DESCRIPTION OF THE TASK - Write the listing out again, all of it, word for word.

◇ ◇ ◇ ◇ ◇

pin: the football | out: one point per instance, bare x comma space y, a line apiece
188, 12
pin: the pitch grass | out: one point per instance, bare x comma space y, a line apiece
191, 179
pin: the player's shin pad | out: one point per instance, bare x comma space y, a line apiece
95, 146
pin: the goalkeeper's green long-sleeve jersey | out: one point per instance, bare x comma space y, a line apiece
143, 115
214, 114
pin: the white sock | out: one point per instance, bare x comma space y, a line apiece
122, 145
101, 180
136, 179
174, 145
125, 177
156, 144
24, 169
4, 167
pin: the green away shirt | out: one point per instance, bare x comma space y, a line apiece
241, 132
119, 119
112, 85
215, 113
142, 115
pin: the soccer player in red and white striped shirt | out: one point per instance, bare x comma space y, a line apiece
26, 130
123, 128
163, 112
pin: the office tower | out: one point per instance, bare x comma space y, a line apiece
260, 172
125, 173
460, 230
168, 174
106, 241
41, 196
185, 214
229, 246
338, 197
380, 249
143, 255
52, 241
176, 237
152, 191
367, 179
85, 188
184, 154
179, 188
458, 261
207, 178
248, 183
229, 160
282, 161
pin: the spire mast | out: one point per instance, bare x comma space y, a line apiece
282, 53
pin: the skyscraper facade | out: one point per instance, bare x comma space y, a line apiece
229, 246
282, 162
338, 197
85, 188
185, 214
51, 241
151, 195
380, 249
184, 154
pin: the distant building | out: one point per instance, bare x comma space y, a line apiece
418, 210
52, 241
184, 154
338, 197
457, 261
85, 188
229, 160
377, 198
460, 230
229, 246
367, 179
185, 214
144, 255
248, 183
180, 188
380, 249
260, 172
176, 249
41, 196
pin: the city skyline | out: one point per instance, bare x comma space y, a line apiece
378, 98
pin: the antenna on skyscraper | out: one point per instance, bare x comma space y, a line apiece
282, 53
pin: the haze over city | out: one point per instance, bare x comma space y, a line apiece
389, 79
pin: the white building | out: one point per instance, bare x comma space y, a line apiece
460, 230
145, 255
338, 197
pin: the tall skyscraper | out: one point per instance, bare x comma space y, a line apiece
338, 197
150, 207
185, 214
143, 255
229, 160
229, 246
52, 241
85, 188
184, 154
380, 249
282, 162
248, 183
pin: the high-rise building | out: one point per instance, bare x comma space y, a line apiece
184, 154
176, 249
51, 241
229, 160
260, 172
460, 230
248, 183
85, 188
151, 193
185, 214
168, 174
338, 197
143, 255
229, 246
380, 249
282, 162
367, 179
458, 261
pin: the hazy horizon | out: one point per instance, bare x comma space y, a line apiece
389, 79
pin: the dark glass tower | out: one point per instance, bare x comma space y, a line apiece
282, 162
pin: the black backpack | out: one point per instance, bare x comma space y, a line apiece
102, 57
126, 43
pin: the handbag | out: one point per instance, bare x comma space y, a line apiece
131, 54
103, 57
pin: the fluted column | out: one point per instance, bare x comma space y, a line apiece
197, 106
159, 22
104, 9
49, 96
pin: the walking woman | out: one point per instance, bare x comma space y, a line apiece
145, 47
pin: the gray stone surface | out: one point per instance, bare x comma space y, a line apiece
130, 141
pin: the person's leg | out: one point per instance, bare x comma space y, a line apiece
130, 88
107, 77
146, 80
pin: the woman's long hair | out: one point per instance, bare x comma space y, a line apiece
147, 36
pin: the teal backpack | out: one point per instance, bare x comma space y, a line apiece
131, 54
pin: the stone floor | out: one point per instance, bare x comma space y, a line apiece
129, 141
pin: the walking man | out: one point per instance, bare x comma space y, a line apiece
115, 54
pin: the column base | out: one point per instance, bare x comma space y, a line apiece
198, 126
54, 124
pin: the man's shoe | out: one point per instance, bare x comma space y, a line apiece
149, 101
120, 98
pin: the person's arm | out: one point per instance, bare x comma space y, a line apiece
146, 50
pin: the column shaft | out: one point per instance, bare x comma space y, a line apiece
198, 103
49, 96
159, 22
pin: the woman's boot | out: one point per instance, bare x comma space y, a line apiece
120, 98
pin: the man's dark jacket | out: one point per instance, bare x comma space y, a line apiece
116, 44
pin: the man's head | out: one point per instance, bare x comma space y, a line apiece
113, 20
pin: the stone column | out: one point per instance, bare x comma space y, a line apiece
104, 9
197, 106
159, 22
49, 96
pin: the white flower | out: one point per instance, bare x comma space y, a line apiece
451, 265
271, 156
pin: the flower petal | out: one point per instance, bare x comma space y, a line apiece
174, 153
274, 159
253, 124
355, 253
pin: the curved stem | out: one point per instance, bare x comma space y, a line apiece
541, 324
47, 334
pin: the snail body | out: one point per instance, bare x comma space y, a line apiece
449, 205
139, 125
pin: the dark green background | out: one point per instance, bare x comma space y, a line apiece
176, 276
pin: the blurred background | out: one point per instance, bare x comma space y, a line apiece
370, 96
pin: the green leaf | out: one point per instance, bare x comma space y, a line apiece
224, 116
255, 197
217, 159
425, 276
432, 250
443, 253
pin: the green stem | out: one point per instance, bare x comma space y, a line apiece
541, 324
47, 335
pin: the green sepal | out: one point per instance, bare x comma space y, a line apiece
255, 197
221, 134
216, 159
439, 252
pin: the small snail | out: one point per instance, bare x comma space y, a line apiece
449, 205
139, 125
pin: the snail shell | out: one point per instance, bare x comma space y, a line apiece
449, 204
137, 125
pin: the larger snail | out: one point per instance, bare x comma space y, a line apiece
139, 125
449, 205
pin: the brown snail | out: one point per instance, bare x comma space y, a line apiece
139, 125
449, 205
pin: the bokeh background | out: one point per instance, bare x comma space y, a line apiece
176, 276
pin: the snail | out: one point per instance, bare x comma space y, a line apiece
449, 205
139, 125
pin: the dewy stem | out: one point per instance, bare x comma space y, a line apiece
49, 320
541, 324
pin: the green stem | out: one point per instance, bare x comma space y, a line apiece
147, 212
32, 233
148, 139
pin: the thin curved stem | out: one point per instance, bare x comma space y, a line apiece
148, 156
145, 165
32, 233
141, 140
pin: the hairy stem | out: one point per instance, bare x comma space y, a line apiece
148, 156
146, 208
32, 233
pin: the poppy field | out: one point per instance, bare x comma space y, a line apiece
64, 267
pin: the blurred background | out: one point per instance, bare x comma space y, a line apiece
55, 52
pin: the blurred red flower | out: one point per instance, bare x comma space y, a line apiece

◇ ◇ ◇ ◇ ◇

TASK RESULT -
pin: the football | out: one point per instance, bare x comma space y, a line apiece
188, 12
pin: the pitch grass | out: one point per instance, bare x comma space y, a line apiece
191, 179
pin: the player's shin pad | out: one point per instance, bare x comma space y, a line apiece
95, 146
pin: the goalkeeper's green long-sleeve jersey | out: one point per instance, bare x comma space y, a line apiece
143, 115
214, 114
pin: the white sock | out: one point per instance, bare x comma space y, a line apiece
122, 145
101, 180
136, 179
174, 145
125, 177
156, 144
24, 169
4, 167
pin: the green away shirt | out: one point per instance, bare x comma space y, a line apiece
241, 132
119, 119
112, 85
215, 113
142, 115
pin: the soccer player in red and white striped shirt | out: one point per instance, bare x comma space y, a line apiece
26, 130
123, 128
163, 112
pin: the office tower | out: one point per instance, bare x comma space y, a line apiece
260, 172
125, 173
460, 230
168, 174
106, 241
41, 196
185, 214
229, 246
338, 197
380, 249
143, 255
52, 241
176, 237
152, 191
367, 179
85, 188
184, 154
179, 188
458, 261
207, 178
248, 183
229, 160
282, 161
pin: the spire mast | out: one point per instance, bare x comma space y, a line apiece
282, 53
pin: the skyscraper facade | out: one point per instance, bare x comma space y, a line apiece
229, 246
282, 162
338, 197
85, 188
185, 214
51, 241
151, 195
380, 249
184, 154
pin: the distant building | out: one point per instance, bare x comma space y, a line apiece
418, 210
52, 241
184, 154
338, 197
457, 261
85, 188
229, 160
377, 198
460, 230
229, 246
367, 179
185, 214
144, 255
248, 183
180, 188
380, 249
260, 172
176, 249
41, 196
pin: the city skyline | out: one point per instance, bare x comma space y, a line apiece
378, 98
pin: the antenna on skyscraper | out: one point per instance, bare x comma space y, a line apiece
282, 53
pin: the haze over city | out: one point per instance, bare x comma space y, a line apiece
389, 79
pin: the white building | out: one point per instance, bare x comma space y, a line apiece
460, 230
145, 255
338, 197
pin: the tall skyscraper | out: one point per instance, bare x comma space y, a line apiece
338, 197
150, 207
185, 214
143, 255
229, 160
229, 246
52, 241
85, 188
184, 154
380, 249
282, 162
248, 183
pin: the high-rise building | out: one point per instance, bare x comma space y, a line apiece
184, 154
176, 249
51, 241
229, 160
260, 172
460, 230
248, 183
85, 188
151, 193
185, 214
168, 174
338, 197
143, 255
229, 246
380, 249
282, 162
367, 179
458, 261
pin: the hazy horizon | out: one point per instance, bare x comma space y, a line apiece
389, 79
pin: the dark glass tower | out: one point per instance, bare x comma space y, a line apiece
282, 162
pin: the black backpack | out: one point per instance, bare x comma space y, a line apiece
102, 57
126, 43
pin: the handbag | out: one point per instance, bare x comma space y, a line apiece
131, 54
103, 57
pin: the fluted column | out: one point per instance, bare x comma space y, a line apiece
197, 106
159, 22
104, 9
49, 96
pin: the walking woman | out: one point per instance, bare x comma space y, a line apiece
145, 47
pin: the gray stone surface | out: one point per instance, bare x comma space y, a line apiece
130, 141
pin: the person's leg | out: one point per instance, bare x comma space y, a line apiece
130, 88
107, 77
146, 80
pin: the woman's long hair | out: one point per instance, bare x comma space y, a line apiece
147, 36
pin: the teal backpack | out: one point per instance, bare x comma space y, a line apiece
131, 54
pin: the stone floor | out: one point per instance, bare x comma space y, a line apiece
129, 141
pin: the walking man | out: one point per instance, bare x comma space y, a line apiece
115, 54
pin: the column base | out: one point per instance, bare x comma space y, a line apiece
198, 126
54, 124
pin: the man's shoe | out: one point per instance, bare x comma space y, a line apiece
149, 101
120, 98
pin: the person's arm | out: one point per instance, bare x comma space y, a line apiece
146, 50
pin: the column shaft | out: one point per instance, bare x comma space y, a line apiece
198, 103
49, 96
159, 22
pin: the woman's boot | out: one point per instance, bare x comma space y, a line apiece
120, 98
pin: the man's dark jacket | out: one point per instance, bare x comma space y, a line apiece
116, 44
pin: the man's head | out: one point per instance, bare x comma space y, a line apiece
113, 20
pin: the stone column | out: one point per instance, bare x comma space y, a line apiece
104, 9
197, 106
159, 22
49, 96
pin: the white flower | out: one point per instance, bare x comma space y, a line apiece
451, 265
271, 156
pin: the flower petal | out: one point per instance, bare x comma space y, a line apiece
174, 153
274, 159
253, 124
355, 253
pin: the curved stem | out: one point per instance, bare x comma space y, a line apiece
541, 324
47, 334
pin: the snail body | out: one point per instance, bare x comma space y, a line apiece
449, 205
139, 125
pin: the dark green background | out: one point per instance, bare x comma space y, a line apiece
176, 276
pin: the blurred background | out: one point per instance, bare x comma space y, a line apiece
370, 96
pin: the green leaf | out: one point per instance, bare x comma space y, a line apiece
224, 116
255, 197
217, 159
425, 276
432, 250
443, 253
pin: the green stem | out: one point per instance, bare x comma space y, a line apiece
541, 324
47, 335
pin: the green sepal | out: one point per instance, bare x comma space y, a line apiece
255, 197
221, 134
216, 159
439, 252
pin: the small snail | out: one point per instance, bare x comma space y, a line apiece
449, 205
139, 125
pin: the snail shell | out: one point per instance, bare x comma space y, a line apiece
449, 204
137, 125
pin: the larger snail | out: one point per instance, bare x comma space y, a line apiece
139, 125
449, 205
pin: the brown snail | out: one point per instance, bare x comma space y, a line apiece
139, 125
449, 205
pin: the bokeh background | out: one point per instance, bare x comma space y, a line apiece
176, 276
pin: the snail | out: one point per instance, bare x comma space y, a line apiece
449, 205
139, 125
pin: the dewy stem | out: one point per instance, bare x comma space y, a line apiece
49, 320
541, 324
pin: the green stem | out: one point per instance, bare x comma space y, a line apiece
147, 212
32, 233
148, 139
pin: the thin curved stem | out: one point per instance, bare x comma space y, a line apiece
148, 156
145, 165
32, 233
141, 140
pin: the hairy stem | out: one point per instance, bare x comma space y, a line apiece
148, 156
146, 208
32, 233
pin: the poppy field | out: one point per instance, bare x comma space y, a line apiece
64, 267
pin: the blurred background | out: one point per instance, bare x comma space y, a line apiece
55, 52
pin: the blurred red flower | out: one point per instance, bare x comma space y, a line apiece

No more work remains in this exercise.